- **THE TASK**: Rescale a portion of the records below. Begin at the line containing "Where can the cat's ear" and stop after the line containing "(1136, 652)". Reproduce only those lines in full, requests included, multiplying every coordinate in the answers by 0.25 and rounding each result to a whole number, with halves rounded up.

- **DATA**:

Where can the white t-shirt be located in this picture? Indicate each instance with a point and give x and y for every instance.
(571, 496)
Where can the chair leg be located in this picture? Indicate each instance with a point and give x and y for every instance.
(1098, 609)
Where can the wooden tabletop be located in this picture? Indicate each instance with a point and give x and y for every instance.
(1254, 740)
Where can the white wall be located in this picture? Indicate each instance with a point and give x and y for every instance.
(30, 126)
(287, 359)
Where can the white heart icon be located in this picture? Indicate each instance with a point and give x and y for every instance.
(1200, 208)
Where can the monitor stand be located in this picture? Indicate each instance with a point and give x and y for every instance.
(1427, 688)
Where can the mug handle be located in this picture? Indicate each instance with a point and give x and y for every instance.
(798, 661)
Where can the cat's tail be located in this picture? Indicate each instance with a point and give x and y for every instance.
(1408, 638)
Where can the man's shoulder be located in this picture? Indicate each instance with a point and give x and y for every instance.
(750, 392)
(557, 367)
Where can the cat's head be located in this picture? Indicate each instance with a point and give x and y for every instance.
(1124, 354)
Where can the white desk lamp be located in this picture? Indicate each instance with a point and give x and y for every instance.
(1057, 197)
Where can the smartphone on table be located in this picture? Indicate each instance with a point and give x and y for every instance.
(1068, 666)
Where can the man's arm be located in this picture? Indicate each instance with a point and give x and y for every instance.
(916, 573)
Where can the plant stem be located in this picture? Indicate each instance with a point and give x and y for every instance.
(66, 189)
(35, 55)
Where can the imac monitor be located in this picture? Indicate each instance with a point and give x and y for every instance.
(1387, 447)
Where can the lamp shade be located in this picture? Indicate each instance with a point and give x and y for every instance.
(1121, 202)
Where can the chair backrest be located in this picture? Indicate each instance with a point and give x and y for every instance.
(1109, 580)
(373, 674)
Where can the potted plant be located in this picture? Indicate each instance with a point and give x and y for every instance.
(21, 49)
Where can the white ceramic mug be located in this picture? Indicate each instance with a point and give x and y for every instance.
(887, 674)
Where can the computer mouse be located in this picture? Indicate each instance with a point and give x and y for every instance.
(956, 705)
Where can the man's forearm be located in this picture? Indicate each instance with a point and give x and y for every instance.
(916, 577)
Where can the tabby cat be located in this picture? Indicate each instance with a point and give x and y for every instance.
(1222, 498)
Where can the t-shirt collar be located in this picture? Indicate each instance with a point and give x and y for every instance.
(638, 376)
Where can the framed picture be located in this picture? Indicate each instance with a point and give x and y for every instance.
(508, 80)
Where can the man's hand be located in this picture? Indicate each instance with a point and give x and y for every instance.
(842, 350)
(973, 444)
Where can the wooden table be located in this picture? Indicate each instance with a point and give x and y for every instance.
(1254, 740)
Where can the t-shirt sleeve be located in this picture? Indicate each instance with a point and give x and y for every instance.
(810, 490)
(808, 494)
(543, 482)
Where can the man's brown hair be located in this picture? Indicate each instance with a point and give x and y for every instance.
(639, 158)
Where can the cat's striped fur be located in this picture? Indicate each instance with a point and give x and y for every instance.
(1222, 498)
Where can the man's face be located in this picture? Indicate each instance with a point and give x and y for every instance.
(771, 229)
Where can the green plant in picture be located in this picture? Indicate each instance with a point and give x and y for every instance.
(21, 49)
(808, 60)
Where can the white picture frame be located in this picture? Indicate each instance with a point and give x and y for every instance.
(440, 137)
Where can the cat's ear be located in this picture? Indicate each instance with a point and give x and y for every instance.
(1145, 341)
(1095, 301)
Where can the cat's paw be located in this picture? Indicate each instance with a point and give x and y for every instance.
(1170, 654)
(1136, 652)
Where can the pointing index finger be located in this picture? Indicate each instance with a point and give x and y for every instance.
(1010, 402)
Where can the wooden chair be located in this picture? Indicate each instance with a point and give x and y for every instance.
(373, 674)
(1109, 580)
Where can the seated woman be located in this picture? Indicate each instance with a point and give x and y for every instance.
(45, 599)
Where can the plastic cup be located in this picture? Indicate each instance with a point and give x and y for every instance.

- **WRITTEN RESPONSE**:
Where can the cat's ear be located in this picture? Indicate each instance with a point and give x and y for every instance.
(286, 85)
(274, 75)
Where can the cat's paw be located in this picture? Indicate each instance with a point and give x and y for every instance.
(293, 164)
(284, 163)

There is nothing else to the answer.